▶ What you are asked to do: Find every line below where the string "building" shows up, and copy those lines.

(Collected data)
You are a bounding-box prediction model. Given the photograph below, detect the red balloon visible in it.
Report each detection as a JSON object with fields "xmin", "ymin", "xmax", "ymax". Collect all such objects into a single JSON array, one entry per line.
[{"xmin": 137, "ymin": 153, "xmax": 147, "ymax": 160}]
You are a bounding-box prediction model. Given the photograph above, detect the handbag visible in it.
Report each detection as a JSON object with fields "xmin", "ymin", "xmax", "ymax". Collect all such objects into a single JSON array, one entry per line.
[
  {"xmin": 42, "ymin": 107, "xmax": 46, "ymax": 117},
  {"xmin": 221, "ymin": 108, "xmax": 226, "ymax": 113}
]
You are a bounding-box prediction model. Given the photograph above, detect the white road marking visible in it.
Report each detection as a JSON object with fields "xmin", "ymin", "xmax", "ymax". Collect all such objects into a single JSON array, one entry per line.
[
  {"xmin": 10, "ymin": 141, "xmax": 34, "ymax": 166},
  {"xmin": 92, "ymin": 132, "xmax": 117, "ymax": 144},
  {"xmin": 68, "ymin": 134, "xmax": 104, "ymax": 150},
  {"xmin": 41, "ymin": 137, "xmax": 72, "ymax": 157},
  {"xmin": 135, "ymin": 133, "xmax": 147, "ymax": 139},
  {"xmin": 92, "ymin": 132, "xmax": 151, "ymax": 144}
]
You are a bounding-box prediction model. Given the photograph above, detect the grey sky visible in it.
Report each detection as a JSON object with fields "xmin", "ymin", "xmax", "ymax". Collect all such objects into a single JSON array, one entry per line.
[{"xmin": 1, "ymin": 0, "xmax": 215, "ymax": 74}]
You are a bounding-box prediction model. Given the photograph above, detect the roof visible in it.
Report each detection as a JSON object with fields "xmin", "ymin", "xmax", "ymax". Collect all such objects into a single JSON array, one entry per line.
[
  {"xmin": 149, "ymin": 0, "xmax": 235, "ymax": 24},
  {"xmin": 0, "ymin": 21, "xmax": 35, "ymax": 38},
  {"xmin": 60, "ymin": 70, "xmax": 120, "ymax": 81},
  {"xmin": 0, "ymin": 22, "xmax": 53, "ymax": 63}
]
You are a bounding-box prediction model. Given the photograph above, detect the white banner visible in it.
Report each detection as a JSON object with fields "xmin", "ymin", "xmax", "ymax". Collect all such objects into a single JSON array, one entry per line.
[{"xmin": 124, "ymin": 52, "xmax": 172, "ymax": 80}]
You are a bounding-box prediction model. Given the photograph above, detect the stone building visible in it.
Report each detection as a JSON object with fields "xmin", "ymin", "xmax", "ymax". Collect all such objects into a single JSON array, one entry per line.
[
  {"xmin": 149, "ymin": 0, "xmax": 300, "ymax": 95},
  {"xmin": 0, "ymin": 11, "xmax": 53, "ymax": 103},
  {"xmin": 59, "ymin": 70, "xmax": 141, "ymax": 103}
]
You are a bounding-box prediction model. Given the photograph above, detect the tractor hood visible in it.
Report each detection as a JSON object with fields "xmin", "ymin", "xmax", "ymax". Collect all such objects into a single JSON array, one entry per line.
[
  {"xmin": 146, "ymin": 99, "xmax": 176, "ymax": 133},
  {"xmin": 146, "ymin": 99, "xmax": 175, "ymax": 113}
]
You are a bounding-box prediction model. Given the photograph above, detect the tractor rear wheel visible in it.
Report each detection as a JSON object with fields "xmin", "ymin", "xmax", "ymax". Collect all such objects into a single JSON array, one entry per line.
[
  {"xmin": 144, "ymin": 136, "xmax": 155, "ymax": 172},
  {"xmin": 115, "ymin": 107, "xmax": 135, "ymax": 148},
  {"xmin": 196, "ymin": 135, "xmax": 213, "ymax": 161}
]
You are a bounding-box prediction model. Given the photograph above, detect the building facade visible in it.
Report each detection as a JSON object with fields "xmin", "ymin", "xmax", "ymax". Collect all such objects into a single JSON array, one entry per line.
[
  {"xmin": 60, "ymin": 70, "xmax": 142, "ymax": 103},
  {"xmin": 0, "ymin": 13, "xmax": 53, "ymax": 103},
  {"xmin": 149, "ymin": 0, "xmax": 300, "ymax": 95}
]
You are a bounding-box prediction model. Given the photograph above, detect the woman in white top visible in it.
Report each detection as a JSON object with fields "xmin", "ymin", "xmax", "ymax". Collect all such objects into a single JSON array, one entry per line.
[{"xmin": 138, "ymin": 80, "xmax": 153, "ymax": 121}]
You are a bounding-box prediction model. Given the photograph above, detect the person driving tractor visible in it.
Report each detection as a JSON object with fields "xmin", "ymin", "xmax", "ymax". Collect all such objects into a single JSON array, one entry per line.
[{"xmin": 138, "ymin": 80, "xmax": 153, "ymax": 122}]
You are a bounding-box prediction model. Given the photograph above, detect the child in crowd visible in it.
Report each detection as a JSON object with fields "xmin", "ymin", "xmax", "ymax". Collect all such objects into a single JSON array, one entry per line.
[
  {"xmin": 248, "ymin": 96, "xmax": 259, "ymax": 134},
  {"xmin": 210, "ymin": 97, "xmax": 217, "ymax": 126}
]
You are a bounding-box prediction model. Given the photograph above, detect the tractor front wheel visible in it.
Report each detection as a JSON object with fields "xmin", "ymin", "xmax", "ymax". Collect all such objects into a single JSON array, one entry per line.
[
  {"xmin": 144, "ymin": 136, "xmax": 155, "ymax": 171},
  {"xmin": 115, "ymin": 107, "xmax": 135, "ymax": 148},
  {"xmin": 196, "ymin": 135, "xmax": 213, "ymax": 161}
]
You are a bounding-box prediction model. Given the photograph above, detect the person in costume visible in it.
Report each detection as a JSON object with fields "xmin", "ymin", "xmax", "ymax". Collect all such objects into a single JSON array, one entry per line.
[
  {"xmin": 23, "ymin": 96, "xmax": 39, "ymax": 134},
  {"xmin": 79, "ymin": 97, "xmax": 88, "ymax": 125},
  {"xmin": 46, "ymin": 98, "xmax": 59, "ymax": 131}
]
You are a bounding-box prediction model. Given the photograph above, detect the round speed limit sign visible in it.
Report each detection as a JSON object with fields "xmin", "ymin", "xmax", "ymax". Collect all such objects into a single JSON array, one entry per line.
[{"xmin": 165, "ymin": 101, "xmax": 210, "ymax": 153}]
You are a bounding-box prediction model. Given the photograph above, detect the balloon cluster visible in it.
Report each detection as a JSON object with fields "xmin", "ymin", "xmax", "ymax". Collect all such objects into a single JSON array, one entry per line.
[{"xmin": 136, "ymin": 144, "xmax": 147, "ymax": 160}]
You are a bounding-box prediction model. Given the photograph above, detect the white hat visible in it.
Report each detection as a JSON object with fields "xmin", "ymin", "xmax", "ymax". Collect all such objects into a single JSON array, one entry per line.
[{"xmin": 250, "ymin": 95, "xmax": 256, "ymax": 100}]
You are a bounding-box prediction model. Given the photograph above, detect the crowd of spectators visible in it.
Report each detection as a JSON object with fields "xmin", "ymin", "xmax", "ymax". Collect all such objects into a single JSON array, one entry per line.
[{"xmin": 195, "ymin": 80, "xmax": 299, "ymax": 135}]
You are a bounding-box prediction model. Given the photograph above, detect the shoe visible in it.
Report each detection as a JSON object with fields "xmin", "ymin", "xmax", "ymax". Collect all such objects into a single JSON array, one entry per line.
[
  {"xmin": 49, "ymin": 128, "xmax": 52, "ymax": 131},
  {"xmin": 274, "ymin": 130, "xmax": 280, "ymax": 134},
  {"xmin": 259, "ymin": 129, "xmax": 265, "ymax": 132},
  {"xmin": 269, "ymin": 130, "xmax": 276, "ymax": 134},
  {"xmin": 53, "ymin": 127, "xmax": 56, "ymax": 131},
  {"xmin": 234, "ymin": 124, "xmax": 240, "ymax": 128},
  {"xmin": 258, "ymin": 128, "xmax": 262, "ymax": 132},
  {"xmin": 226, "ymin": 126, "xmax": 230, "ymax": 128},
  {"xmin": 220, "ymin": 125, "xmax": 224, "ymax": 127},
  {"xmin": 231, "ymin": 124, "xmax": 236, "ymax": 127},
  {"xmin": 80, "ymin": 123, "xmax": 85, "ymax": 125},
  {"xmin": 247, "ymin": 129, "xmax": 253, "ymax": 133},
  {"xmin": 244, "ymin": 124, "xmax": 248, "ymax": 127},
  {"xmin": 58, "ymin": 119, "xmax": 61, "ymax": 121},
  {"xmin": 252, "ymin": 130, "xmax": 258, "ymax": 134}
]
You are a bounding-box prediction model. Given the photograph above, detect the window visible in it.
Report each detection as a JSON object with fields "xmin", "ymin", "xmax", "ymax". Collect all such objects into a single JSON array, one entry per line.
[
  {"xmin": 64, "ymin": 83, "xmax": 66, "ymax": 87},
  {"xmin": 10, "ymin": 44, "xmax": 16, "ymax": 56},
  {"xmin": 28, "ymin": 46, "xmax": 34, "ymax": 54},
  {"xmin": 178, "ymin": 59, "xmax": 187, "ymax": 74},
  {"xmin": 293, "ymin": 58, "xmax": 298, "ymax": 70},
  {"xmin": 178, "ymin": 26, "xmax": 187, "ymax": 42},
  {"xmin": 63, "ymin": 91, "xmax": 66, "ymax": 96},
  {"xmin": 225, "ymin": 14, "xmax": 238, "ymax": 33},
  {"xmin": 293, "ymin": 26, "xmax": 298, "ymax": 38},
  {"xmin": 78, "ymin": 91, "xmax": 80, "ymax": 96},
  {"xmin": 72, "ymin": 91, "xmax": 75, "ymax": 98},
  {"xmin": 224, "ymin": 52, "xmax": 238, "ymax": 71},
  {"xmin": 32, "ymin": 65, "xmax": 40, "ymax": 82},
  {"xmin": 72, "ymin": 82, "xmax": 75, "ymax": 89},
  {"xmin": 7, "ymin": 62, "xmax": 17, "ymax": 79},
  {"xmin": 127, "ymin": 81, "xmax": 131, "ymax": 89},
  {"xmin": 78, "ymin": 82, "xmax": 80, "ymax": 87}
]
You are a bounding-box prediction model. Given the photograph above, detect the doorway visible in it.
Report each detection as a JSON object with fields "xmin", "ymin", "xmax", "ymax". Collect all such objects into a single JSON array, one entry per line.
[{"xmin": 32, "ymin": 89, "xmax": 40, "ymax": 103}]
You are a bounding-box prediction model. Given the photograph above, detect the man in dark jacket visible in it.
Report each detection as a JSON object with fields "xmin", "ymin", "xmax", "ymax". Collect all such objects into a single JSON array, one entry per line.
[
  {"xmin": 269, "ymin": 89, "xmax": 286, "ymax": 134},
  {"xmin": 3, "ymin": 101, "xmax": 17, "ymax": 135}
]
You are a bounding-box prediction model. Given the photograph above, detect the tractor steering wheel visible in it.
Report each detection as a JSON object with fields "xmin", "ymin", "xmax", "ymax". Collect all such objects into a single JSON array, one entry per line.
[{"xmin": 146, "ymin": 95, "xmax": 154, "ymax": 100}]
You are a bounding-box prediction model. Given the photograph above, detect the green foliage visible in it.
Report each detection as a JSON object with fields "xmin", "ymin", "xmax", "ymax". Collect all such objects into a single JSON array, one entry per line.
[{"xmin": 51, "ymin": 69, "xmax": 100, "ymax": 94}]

▶ Result:
You are a bounding-box prediction model. Given the photograph above, detect the stone building visible in it.
You are a bounding-box prediction model. Given the photograph above, detect the building facade visible in it.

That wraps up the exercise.